*GIVEN INSTRUCTION*:
Please pull out every line in the records below that contains the string "Target", copying each one in full.

>> START EXTRACTED INFORMATION

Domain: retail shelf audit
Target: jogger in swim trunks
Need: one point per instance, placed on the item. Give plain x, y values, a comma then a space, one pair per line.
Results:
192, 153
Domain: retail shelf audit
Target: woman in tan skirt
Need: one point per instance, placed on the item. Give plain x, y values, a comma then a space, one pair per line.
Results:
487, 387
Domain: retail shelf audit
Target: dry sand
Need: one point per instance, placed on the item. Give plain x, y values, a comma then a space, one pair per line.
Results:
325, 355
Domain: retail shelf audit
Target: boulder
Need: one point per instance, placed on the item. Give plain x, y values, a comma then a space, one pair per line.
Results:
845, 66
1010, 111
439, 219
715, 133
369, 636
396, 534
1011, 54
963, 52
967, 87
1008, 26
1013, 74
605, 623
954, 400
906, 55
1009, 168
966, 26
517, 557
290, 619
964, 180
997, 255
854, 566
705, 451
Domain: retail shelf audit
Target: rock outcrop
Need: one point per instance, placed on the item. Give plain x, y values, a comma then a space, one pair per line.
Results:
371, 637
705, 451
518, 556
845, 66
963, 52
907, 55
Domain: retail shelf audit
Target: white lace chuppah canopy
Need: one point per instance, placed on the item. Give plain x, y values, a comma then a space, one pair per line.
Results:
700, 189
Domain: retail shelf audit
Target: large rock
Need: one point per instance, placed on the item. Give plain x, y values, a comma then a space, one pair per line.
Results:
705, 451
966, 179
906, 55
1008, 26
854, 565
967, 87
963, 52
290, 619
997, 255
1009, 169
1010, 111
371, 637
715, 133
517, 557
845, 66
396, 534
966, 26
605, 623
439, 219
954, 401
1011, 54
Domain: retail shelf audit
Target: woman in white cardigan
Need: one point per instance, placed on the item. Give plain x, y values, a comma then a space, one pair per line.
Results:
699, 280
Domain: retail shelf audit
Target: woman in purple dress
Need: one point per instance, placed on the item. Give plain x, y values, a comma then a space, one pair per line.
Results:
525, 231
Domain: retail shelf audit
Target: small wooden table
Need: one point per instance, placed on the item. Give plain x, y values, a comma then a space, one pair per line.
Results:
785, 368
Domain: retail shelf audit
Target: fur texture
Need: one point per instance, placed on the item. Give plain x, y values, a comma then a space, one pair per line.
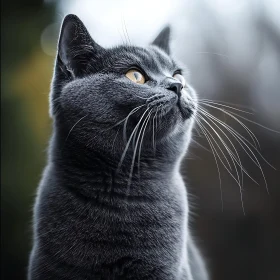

>> END EXTRACTED INFORMATION

*SOLVED EXERCISE*:
Target: jogger in swim trunks
Target: woman in tan skirt
Target: dry sand
Target: boulder
Target: rock outcrop
Target: white lace chuppah canopy
Target: large rock
Target: woman in white cardigan
Target: woman in purple dress
Target: small wooden table
Target: fur texture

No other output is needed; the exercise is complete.